Приведу цитату одной из горожанок, это из личной переписки, но она характеризует тех людей, с которыми я познакомился: «У нас психика сломана. Мы вынуждены. У меня жуткие реакции происходят как раз в других, нормальных городах. Когда еду куда-то. Сперва я восхищаюсь, влюбляюсь в новый город, мечтаю туда переехать, перевезти свою семью, жить нормальной мирной жизнью. Но меня хватает на два-три дня. Потом я неистово хочу назад. Хочу восстанавливать Мариуполь, верю в то, что он будет лучше, чем был. Это странные, необъяснимые и, пожалуй, ненормальные чувства. Мы уважаем каждого. Выбор всех людей. Но в близком кругу родных и друзей недоумеваем искренне: как можно было уехать, бросить дом, бросить город, родных и друзей».

Может показаться, что мой текст слишком восторженный, что я пою оду войне, конфликту между странами, смерти, разрушению. Не думаю. Просто для меня работа с Мариуполем стала реальной ситуацией встречи с реальными людьми. С людьми, которые обладают всеми качествами, которые я люблю и уважаю в человеке: волей, целеустремленностью, желанием создавать лучшее будущее, открытостью, инициативностью.

## [ИСХОДНЫЕ ДАННЫЕ]
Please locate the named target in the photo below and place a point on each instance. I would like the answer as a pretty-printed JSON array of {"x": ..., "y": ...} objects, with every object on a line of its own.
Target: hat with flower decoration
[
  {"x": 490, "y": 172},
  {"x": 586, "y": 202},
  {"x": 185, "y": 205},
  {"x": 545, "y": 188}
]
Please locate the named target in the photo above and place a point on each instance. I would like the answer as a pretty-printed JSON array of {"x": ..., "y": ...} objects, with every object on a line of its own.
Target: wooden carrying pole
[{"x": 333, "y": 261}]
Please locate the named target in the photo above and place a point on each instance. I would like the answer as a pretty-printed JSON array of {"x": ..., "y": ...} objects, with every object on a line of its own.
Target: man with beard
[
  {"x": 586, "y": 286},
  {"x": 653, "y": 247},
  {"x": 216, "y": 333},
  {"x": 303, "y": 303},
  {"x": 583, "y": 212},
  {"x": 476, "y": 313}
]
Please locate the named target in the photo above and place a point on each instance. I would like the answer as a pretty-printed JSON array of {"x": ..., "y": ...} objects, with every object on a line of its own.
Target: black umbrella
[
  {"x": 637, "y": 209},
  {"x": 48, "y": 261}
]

## [ЗАДАНИЯ К ВЫПОЛНЕНИЮ]
- a) Сколько дней, по словам горожанки из фрагмента, она выдерживает в новом городе, прежде чем захотеть назад?
- b) Воспроизведите часть фрагмента, начиная со слов «Может показаться, что» и заканчивая словами «будущее, открытостью, инициативностью.».

## [ОТВЕТЫ К ЗАДАНИЯМ]
- a) Два-три дня.

- b)
Может показаться, что мой текст слишком восторженный, что я пою оду войне, конфликту между странами, смерти, разрушению. Не думаю. Просто для меня работа с Мариуполем стала реальной ситуацией встречи с реальными людьми. С людьми, которые обладают всеми качествами, которые я люблю и уважаю в человеке: волей, целеустремленностью, желанием создавать лучшее будущее, открытостью, инициативностью.